### Aim
Could you give every line of the entries below as one numbered list, leaving out the blank lines and the pictures?

Region outline entries
============
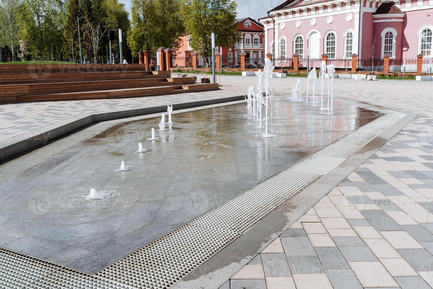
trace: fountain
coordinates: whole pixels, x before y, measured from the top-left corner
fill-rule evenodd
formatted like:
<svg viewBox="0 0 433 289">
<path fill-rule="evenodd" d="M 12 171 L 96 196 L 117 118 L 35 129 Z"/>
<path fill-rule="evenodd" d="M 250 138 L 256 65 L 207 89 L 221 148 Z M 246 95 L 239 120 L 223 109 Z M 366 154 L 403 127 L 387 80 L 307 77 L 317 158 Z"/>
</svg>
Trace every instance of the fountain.
<svg viewBox="0 0 433 289">
<path fill-rule="evenodd" d="M 162 114 L 161 116 L 161 121 L 159 123 L 159 130 L 165 130 L 165 115 Z"/>
<path fill-rule="evenodd" d="M 143 145 L 141 143 L 138 143 L 138 150 L 134 152 L 136 153 L 148 153 L 150 152 L 150 149 L 143 148 Z"/>
<path fill-rule="evenodd" d="M 173 112 L 173 105 L 167 105 L 167 111 L 168 113 L 168 123 L 169 124 L 172 124 L 173 123 L 175 123 L 175 122 L 173 122 L 171 121 L 171 113 Z M 164 121 L 165 121 L 165 117 L 164 117 Z"/>
<path fill-rule="evenodd" d="M 135 168 L 132 166 L 126 166 L 125 165 L 125 162 L 122 161 L 120 166 L 114 167 L 113 169 L 113 171 L 116 171 L 116 172 L 126 172 L 127 171 L 130 171 L 134 169 Z"/>
<path fill-rule="evenodd" d="M 332 87 L 334 80 L 334 73 L 335 73 L 335 68 L 334 65 L 331 64 L 326 66 L 328 71 L 328 113 L 332 114 L 333 109 L 334 91 Z"/>
<path fill-rule="evenodd" d="M 322 90 L 320 92 L 320 110 L 323 109 L 323 87 L 326 84 L 326 62 L 324 60 L 320 64 L 320 70 L 319 71 L 319 79 L 320 80 Z"/>
</svg>

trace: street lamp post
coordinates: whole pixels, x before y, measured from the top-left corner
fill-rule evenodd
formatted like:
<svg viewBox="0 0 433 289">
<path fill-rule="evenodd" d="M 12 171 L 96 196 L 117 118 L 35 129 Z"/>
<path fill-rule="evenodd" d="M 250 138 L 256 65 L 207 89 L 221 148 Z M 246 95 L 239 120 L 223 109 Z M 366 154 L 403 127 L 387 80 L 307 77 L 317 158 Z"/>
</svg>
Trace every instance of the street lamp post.
<svg viewBox="0 0 433 289">
<path fill-rule="evenodd" d="M 80 45 L 80 64 L 83 64 L 83 56 L 81 55 L 81 37 L 80 36 L 80 19 L 85 19 L 84 17 L 77 17 L 77 23 L 78 23 L 78 43 Z"/>
</svg>

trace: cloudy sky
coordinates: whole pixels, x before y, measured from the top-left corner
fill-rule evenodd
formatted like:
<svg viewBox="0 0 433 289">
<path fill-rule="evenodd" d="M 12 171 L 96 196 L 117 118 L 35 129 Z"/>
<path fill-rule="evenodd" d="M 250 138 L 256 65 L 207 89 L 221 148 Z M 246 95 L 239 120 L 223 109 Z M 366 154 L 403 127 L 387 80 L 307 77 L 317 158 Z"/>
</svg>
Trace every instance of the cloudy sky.
<svg viewBox="0 0 433 289">
<path fill-rule="evenodd" d="M 266 16 L 266 12 L 278 6 L 284 0 L 235 0 L 238 3 L 238 18 L 250 17 L 258 19 Z M 126 10 L 131 13 L 131 0 L 120 0 L 125 3 Z"/>
</svg>

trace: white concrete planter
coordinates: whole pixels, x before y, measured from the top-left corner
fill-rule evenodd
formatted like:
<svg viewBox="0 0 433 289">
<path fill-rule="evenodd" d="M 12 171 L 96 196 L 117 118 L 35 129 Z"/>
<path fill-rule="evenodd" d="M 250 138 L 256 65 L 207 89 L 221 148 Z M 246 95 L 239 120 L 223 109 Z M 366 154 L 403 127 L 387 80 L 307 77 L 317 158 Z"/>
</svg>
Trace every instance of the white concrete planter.
<svg viewBox="0 0 433 289">
<path fill-rule="evenodd" d="M 352 78 L 355 80 L 361 80 L 367 78 L 367 75 L 365 74 L 352 74 Z"/>
<path fill-rule="evenodd" d="M 417 80 L 432 80 L 432 77 L 430 75 L 417 75 L 415 79 Z"/>
</svg>

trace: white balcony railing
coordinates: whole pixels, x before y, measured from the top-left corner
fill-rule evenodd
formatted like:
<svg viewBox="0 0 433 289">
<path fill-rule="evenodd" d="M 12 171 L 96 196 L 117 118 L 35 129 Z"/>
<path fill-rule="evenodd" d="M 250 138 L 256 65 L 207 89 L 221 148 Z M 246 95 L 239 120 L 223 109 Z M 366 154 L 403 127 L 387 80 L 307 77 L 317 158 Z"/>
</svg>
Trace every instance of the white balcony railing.
<svg viewBox="0 0 433 289">
<path fill-rule="evenodd" d="M 237 44 L 235 45 L 235 49 L 265 49 L 264 44 L 253 44 L 249 43 L 246 44 L 242 43 L 241 44 Z"/>
</svg>

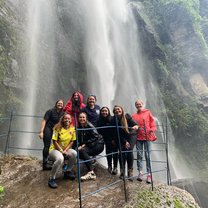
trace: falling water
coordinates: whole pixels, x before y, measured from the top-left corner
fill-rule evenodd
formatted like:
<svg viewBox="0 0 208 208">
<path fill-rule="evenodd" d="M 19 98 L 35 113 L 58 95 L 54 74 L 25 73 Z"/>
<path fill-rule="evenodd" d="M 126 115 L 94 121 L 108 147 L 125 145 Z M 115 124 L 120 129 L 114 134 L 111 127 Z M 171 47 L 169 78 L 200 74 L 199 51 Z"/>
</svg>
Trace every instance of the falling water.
============
### Answer
1. trace: fountain
2. coordinates: whole pixels, x before y, measured from the top-left corner
3. fill-rule evenodd
4. formatted like:
5. <svg viewBox="0 0 433 289">
6. <path fill-rule="evenodd" d="M 12 171 L 96 196 L 117 118 L 35 129 Z"/>
7. <path fill-rule="evenodd" d="M 250 138 L 256 65 L 207 89 L 221 148 Z M 246 95 L 239 120 L 223 109 Z M 366 154 L 403 127 L 387 80 L 307 77 L 317 158 Z"/>
8. </svg>
9. Trace every instance of the fountain.
10. <svg viewBox="0 0 433 289">
11. <path fill-rule="evenodd" d="M 162 114 L 161 116 L 161 121 L 159 123 L 159 130 L 165 130 L 165 115 Z"/>
12. <path fill-rule="evenodd" d="M 143 145 L 141 143 L 138 143 L 138 150 L 134 152 L 136 153 L 148 153 L 150 152 L 150 149 L 143 148 Z"/>
13. <path fill-rule="evenodd" d="M 173 112 L 173 105 L 167 105 L 167 111 L 168 113 L 168 123 L 169 124 L 172 124 L 173 123 L 175 123 L 175 122 L 173 122 L 171 121 L 171 113 Z M 164 121 L 165 121 L 165 117 L 164 117 Z"/>
14. <path fill-rule="evenodd" d="M 135 168 L 132 166 L 126 166 L 125 165 L 125 162 L 122 161 L 120 166 L 114 167 L 113 169 L 113 171 L 116 171 L 116 172 L 126 172 L 127 171 L 130 171 L 134 169 Z"/>
15. <path fill-rule="evenodd" d="M 332 87 L 334 80 L 334 73 L 335 73 L 335 68 L 334 65 L 331 64 L 326 66 L 328 71 L 328 113 L 332 114 L 333 109 L 334 91 Z"/>
16. <path fill-rule="evenodd" d="M 322 90 L 320 92 L 320 110 L 323 109 L 323 87 L 326 84 L 326 62 L 324 60 L 320 64 L 320 70 L 319 71 L 319 79 L 320 80 Z"/>
17. </svg>
18. trace: street lamp post
19. coordinates: whole pixels, x before y, measured from the top-left corner
20. fill-rule evenodd
21. formatted like:
22. <svg viewBox="0 0 433 289">
23. <path fill-rule="evenodd" d="M 12 171 L 96 196 L 117 118 L 35 129 Z"/>
24. <path fill-rule="evenodd" d="M 250 138 L 256 65 L 207 89 L 221 148 Z M 246 95 L 239 120 L 223 109 Z M 366 154 L 403 127 L 387 80 L 307 77 L 317 158 Z"/>
25. </svg>
26. Trace every instance of the street lamp post.
27. <svg viewBox="0 0 433 289">
28. <path fill-rule="evenodd" d="M 80 45 L 80 64 L 83 64 L 83 56 L 81 55 L 81 37 L 80 36 L 80 19 L 85 19 L 84 17 L 77 17 L 77 23 L 78 23 L 78 43 Z"/>
29. </svg>
30. trace: cloudy sky
31. coordinates: whole pixels, x before y, measured from the top-left corner
32. fill-rule evenodd
33. formatted like:
34. <svg viewBox="0 0 433 289">
35. <path fill-rule="evenodd" d="M 12 171 L 96 196 L 117 118 L 35 129 Z"/>
36. <path fill-rule="evenodd" d="M 250 138 L 256 65 L 207 89 L 221 148 Z M 246 95 L 239 120 L 223 109 Z M 366 154 L 403 127 L 387 80 L 307 77 L 317 158 Z"/>
37. </svg>
38. Trace every instance of the cloudy sky.
39. <svg viewBox="0 0 433 289">
40. <path fill-rule="evenodd" d="M 266 16 L 266 12 L 278 6 L 284 0 L 235 0 L 238 3 L 238 18 L 250 17 L 258 19 Z M 126 10 L 131 13 L 131 0 L 120 0 L 125 3 Z"/>
41. </svg>
42. trace: white concrete planter
43. coordinates: whole pixels, x before y, measured from the top-left corner
44. fill-rule evenodd
45. formatted like:
46. <svg viewBox="0 0 433 289">
47. <path fill-rule="evenodd" d="M 12 171 L 96 196 L 117 118 L 35 129 Z"/>
48. <path fill-rule="evenodd" d="M 250 138 L 256 65 L 207 89 L 221 148 Z M 246 95 L 239 120 L 223 109 Z M 366 154 L 403 127 L 387 80 L 307 77 L 317 158 Z"/>
49. </svg>
50. Trace every instance of the white concrete planter.
51. <svg viewBox="0 0 433 289">
52. <path fill-rule="evenodd" d="M 352 78 L 355 80 L 361 80 L 367 78 L 367 75 L 365 74 L 352 74 Z"/>
53. <path fill-rule="evenodd" d="M 417 80 L 432 80 L 432 77 L 430 75 L 417 75 L 415 79 Z"/>
54. </svg>
55. trace: white balcony railing
56. coordinates: whole pixels, x before y, measured from the top-left corner
57. fill-rule evenodd
58. formatted like:
59. <svg viewBox="0 0 433 289">
60. <path fill-rule="evenodd" d="M 12 171 L 96 196 L 117 118 L 35 129 Z"/>
61. <path fill-rule="evenodd" d="M 250 138 L 256 65 L 207 89 L 221 148 Z M 246 95 L 239 120 L 223 109 Z M 366 154 L 403 127 L 387 80 L 307 77 L 317 158 Z"/>
62. </svg>
63. Trace every instance of the white balcony railing.
64. <svg viewBox="0 0 433 289">
65. <path fill-rule="evenodd" d="M 237 44 L 235 45 L 235 49 L 265 49 L 264 44 L 253 44 L 249 43 L 246 44 L 242 43 L 241 44 Z"/>
66. </svg>
67. trace: falling water
68. coordinates: whole pixels, x before y, measured from the top-left corner
69. fill-rule evenodd
70. formatted like:
71. <svg viewBox="0 0 208 208">
72. <path fill-rule="evenodd" d="M 19 98 L 35 113 L 58 95 L 54 74 L 25 73 Z"/>
73. <path fill-rule="evenodd" d="M 126 115 L 94 121 L 108 147 L 125 145 Z M 115 124 L 120 129 L 114 134 L 111 127 Z M 171 47 L 169 78 L 200 74 L 199 51 Z"/>
74. </svg>
75. Trace every instance of the falling water.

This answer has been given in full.